__Input records__
━━━━━━━━━━

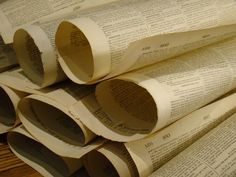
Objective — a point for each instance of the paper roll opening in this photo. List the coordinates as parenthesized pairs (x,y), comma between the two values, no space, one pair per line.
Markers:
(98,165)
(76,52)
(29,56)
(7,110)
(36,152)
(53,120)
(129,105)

━━━━━━━━━━

__Problem to work on__
Lay out the items above as a two-column CSV with the header item_text,answer and one row per item. Put each item's text and its answer in a single quoted field, replace line breaks with spaces, and leave the pictures out.

__Right answer__
item_text,answer
"Objective — a point for each instance of the paper roll opening in this photo. List the coordinates as parenthesized pairs (x,y), comma between the two values, no space, one pair per line. Markers:","(98,165) (76,52) (29,56) (7,110) (36,152) (53,120) (129,105)"